Information provided.
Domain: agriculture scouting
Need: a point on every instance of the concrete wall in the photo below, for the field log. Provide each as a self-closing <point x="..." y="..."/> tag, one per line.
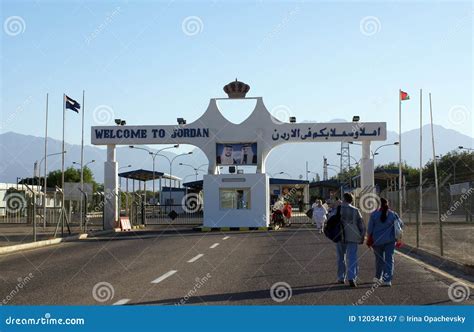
<point x="256" y="216"/>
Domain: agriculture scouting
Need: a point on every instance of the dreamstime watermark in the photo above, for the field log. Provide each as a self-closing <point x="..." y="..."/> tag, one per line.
<point x="18" y="110"/>
<point x="458" y="114"/>
<point x="103" y="114"/>
<point x="199" y="282"/>
<point x="459" y="292"/>
<point x="22" y="282"/>
<point x="14" y="25"/>
<point x="103" y="291"/>
<point x="369" y="292"/>
<point x="191" y="203"/>
<point x="15" y="202"/>
<point x="109" y="18"/>
<point x="279" y="27"/>
<point x="280" y="114"/>
<point x="457" y="203"/>
<point x="47" y="319"/>
<point x="281" y="292"/>
<point x="370" y="25"/>
<point x="192" y="25"/>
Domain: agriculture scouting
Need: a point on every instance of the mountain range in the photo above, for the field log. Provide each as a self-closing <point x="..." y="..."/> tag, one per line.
<point x="19" y="153"/>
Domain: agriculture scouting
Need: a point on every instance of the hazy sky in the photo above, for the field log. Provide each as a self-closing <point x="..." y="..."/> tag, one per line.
<point x="150" y="62"/>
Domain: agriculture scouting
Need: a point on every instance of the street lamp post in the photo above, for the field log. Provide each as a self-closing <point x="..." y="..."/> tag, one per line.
<point x="463" y="148"/>
<point x="374" y="153"/>
<point x="153" y="157"/>
<point x="81" y="212"/>
<point x="196" y="169"/>
<point x="45" y="184"/>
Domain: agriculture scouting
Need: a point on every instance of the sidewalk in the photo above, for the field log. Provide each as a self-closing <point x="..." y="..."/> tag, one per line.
<point x="12" y="234"/>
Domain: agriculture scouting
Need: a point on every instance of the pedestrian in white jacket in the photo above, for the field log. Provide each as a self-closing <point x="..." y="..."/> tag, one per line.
<point x="319" y="215"/>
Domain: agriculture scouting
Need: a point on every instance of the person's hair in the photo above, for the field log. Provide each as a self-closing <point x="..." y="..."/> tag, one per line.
<point x="348" y="197"/>
<point x="383" y="208"/>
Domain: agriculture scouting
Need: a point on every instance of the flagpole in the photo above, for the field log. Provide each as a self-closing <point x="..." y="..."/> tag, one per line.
<point x="82" y="163"/>
<point x="400" y="204"/>
<point x="421" y="158"/>
<point x="436" y="182"/>
<point x="62" y="169"/>
<point x="45" y="163"/>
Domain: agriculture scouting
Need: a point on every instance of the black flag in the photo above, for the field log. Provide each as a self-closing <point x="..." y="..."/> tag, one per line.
<point x="72" y="104"/>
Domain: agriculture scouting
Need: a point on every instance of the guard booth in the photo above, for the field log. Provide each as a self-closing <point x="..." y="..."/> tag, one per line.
<point x="234" y="199"/>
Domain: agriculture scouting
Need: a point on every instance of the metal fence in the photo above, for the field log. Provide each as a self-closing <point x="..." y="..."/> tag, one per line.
<point x="451" y="235"/>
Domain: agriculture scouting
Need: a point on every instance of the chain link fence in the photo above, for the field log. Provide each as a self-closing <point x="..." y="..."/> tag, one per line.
<point x="451" y="234"/>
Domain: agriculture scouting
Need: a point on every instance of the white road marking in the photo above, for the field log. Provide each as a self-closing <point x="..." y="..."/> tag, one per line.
<point x="164" y="276"/>
<point x="436" y="270"/>
<point x="195" y="258"/>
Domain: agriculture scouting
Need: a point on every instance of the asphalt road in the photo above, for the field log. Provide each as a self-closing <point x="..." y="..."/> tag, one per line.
<point x="171" y="266"/>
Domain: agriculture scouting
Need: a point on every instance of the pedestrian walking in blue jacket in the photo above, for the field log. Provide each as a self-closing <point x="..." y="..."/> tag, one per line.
<point x="381" y="237"/>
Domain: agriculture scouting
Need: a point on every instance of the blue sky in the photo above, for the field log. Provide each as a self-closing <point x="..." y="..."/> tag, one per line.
<point x="137" y="60"/>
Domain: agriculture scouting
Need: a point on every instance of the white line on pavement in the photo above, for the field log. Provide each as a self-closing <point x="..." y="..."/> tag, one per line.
<point x="195" y="258"/>
<point x="164" y="276"/>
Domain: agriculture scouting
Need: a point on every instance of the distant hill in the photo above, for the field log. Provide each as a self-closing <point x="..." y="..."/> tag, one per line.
<point x="19" y="152"/>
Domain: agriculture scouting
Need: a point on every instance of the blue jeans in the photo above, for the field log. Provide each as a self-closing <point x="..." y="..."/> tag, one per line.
<point x="384" y="261"/>
<point x="347" y="251"/>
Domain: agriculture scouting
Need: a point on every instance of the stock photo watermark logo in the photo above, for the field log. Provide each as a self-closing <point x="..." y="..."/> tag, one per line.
<point x="103" y="292"/>
<point x="370" y="25"/>
<point x="22" y="282"/>
<point x="281" y="292"/>
<point x="109" y="18"/>
<point x="369" y="201"/>
<point x="278" y="28"/>
<point x="199" y="282"/>
<point x="369" y="293"/>
<point x="14" y="25"/>
<point x="192" y="25"/>
<point x="191" y="203"/>
<point x="458" y="114"/>
<point x="15" y="202"/>
<point x="280" y="114"/>
<point x="457" y="204"/>
<point x="458" y="292"/>
<point x="103" y="114"/>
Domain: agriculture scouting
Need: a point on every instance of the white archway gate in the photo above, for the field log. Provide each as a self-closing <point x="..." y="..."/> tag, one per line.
<point x="259" y="133"/>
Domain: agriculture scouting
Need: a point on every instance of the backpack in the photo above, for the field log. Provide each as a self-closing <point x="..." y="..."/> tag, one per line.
<point x="398" y="228"/>
<point x="334" y="229"/>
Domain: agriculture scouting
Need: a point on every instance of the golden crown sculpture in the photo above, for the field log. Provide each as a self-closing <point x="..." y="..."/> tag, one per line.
<point x="236" y="89"/>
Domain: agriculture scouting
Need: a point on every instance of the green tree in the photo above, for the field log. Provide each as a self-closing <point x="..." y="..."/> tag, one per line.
<point x="71" y="174"/>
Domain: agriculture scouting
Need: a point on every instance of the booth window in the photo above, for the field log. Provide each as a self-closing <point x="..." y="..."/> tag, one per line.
<point x="235" y="198"/>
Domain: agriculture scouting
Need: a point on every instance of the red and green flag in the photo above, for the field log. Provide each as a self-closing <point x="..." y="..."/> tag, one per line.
<point x="404" y="95"/>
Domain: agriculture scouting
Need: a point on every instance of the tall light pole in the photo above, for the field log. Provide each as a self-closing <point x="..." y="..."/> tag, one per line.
<point x="316" y="174"/>
<point x="45" y="183"/>
<point x="171" y="165"/>
<point x="153" y="157"/>
<point x="463" y="148"/>
<point x="82" y="166"/>
<point x="196" y="169"/>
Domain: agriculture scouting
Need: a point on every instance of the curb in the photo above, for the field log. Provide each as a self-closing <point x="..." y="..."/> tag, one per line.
<point x="442" y="263"/>
<point x="50" y="242"/>
<point x="231" y="229"/>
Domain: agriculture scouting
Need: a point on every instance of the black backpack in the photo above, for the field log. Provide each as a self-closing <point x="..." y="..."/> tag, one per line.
<point x="334" y="229"/>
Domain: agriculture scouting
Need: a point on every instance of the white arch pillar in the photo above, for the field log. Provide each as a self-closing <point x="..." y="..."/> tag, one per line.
<point x="110" y="188"/>
<point x="366" y="168"/>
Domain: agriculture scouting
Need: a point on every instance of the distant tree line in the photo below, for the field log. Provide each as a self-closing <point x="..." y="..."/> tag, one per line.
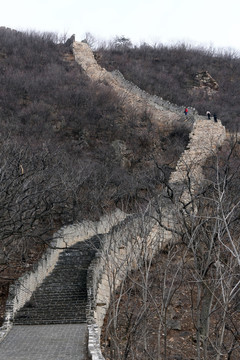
<point x="169" y="72"/>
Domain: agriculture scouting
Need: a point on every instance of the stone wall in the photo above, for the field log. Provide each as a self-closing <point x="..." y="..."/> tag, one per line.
<point x="21" y="291"/>
<point x="121" y="250"/>
<point x="164" y="114"/>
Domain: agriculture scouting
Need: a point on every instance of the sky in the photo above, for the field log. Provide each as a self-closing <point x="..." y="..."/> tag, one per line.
<point x="208" y="23"/>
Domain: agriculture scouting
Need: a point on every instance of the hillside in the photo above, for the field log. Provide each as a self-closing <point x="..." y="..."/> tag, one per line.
<point x="178" y="74"/>
<point x="71" y="150"/>
<point x="79" y="141"/>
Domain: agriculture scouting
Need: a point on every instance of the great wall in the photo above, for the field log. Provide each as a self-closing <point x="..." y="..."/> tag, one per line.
<point x="115" y="240"/>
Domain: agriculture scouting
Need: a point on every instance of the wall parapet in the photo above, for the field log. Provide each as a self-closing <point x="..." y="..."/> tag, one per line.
<point x="21" y="290"/>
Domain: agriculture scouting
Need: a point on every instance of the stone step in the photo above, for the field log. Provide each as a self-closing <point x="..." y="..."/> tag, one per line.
<point x="62" y="297"/>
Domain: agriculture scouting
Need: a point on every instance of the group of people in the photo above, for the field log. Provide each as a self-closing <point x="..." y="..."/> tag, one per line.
<point x="207" y="113"/>
<point x="209" y="116"/>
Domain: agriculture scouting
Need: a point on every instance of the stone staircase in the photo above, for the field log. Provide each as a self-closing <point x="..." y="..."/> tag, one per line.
<point x="62" y="297"/>
<point x="164" y="114"/>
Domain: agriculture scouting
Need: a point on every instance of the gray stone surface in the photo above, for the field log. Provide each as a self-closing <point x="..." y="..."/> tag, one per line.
<point x="45" y="342"/>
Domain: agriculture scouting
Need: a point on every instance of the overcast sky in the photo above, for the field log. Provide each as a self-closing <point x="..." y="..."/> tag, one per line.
<point x="212" y="23"/>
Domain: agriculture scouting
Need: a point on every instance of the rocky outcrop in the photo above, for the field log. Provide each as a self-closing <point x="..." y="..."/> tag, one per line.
<point x="204" y="82"/>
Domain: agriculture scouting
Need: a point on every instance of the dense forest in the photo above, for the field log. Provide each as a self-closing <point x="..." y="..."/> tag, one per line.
<point x="60" y="163"/>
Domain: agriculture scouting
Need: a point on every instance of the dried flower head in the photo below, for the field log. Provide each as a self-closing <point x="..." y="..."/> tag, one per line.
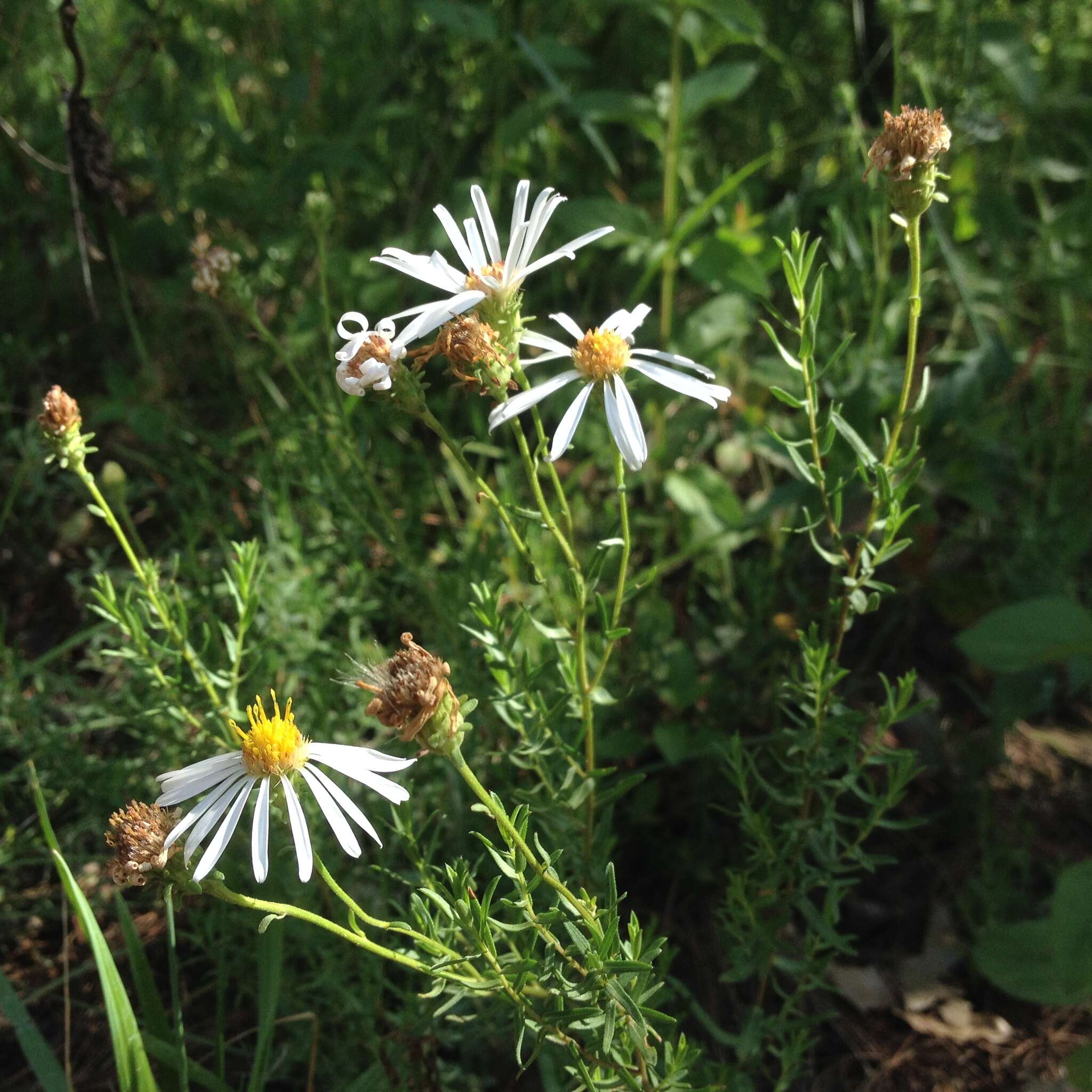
<point x="473" y="351"/>
<point x="916" y="137"/>
<point x="59" y="412"/>
<point x="413" y="694"/>
<point x="137" y="836"/>
<point x="210" y="264"/>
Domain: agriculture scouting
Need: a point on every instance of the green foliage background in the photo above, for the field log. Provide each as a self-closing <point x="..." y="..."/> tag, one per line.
<point x="235" y="111"/>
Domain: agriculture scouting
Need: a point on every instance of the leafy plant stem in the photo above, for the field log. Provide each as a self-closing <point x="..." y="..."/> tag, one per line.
<point x="378" y="923"/>
<point x="218" y="890"/>
<point x="914" y="244"/>
<point x="80" y="468"/>
<point x="671" y="176"/>
<point x="545" y="873"/>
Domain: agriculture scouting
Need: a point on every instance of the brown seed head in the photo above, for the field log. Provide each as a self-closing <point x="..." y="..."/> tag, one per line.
<point x="210" y="263"/>
<point x="410" y="689"/>
<point x="59" y="412"/>
<point x="137" y="834"/>
<point x="468" y="341"/>
<point x="916" y="137"/>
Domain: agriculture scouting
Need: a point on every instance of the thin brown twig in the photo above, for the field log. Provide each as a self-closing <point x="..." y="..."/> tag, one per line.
<point x="43" y="161"/>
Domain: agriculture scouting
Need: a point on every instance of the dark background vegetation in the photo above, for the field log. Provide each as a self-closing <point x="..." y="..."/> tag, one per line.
<point x="224" y="116"/>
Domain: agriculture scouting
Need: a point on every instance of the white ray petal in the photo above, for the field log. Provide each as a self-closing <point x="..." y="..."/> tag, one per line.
<point x="427" y="272"/>
<point x="519" y="210"/>
<point x="338" y="823"/>
<point x="366" y="757"/>
<point x="632" y="320"/>
<point x="348" y="805"/>
<point x="543" y="341"/>
<point x="206" y="764"/>
<point x="427" y="322"/>
<point x="391" y="790"/>
<point x="547" y="357"/>
<point x="537" y="226"/>
<point x="525" y="400"/>
<point x="611" y="323"/>
<point x="567" y="325"/>
<point x="474" y="238"/>
<point x="183" y="788"/>
<point x="223" y="802"/>
<point x="515" y="244"/>
<point x="684" y="384"/>
<point x="457" y="237"/>
<point x="631" y="420"/>
<point x="199" y="809"/>
<point x="488" y="229"/>
<point x="305" y="858"/>
<point x="219" y="845"/>
<point x="564" y="435"/>
<point x="356" y="317"/>
<point x="621" y="436"/>
<point x="679" y="362"/>
<point x="260" y="833"/>
<point x="567" y="252"/>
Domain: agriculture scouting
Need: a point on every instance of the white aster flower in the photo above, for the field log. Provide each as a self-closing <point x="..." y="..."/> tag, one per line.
<point x="496" y="271"/>
<point x="275" y="751"/>
<point x="366" y="357"/>
<point x="601" y="356"/>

Aim of the exercise. Tally the lines in the items above that contain the string "background", and reply with only that number.

Task result. 2